_GIVEN TASK_.
Show each line of the listing below that contains the string "road", matching case exactly.

_Segmentation labeling listing_.
________________________
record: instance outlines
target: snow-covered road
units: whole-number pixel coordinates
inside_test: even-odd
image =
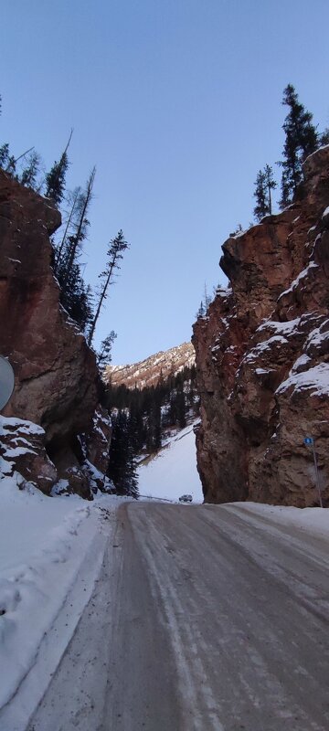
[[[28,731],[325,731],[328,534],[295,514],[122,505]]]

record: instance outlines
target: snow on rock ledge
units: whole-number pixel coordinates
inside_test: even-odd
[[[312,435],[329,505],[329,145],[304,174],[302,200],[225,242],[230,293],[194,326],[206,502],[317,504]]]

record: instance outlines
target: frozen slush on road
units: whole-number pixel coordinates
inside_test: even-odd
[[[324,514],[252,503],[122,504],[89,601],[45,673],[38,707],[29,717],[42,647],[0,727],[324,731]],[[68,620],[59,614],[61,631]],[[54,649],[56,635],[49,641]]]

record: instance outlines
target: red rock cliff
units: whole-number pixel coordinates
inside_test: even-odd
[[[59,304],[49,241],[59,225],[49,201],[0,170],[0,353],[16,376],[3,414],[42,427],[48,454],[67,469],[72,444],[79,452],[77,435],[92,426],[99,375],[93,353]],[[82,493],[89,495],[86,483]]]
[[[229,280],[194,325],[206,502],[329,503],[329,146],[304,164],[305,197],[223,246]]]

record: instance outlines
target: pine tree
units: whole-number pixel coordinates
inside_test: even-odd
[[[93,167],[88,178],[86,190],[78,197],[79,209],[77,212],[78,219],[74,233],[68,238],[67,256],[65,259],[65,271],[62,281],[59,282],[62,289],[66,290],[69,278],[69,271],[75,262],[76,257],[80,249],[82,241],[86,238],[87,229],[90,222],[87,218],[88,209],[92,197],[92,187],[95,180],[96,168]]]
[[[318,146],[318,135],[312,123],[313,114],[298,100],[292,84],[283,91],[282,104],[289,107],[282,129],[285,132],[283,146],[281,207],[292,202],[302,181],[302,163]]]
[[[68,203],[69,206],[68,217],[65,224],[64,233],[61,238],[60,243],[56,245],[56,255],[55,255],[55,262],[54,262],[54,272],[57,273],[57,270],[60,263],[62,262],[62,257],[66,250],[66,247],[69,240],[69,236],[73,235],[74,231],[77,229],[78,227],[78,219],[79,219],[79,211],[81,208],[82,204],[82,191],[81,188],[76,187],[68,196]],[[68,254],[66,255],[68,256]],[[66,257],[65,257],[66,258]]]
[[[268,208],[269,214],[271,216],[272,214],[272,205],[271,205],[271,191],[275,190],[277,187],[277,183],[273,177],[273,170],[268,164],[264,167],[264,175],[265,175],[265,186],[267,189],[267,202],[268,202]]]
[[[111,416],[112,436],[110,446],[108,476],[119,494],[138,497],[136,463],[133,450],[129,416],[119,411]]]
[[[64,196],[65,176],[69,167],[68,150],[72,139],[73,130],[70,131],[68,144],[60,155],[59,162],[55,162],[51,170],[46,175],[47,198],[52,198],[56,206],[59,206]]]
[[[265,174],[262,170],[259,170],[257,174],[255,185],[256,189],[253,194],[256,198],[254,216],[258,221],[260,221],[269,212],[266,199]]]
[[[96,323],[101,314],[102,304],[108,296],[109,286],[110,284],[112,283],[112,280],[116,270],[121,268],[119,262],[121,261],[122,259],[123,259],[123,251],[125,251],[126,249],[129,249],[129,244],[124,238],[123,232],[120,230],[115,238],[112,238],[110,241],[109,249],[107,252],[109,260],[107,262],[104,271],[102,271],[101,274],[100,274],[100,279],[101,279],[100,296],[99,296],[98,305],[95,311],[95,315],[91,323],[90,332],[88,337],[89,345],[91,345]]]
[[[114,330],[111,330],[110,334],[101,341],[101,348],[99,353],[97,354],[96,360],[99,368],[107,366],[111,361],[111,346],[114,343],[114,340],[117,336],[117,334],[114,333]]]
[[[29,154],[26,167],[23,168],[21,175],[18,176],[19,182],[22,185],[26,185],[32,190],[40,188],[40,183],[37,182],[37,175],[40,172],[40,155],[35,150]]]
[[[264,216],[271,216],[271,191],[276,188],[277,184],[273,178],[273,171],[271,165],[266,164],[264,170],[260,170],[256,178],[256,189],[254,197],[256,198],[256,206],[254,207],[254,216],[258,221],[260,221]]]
________________________
_EXPECTED ANSWER_.
target: snow-covered road
target: frozen slush on road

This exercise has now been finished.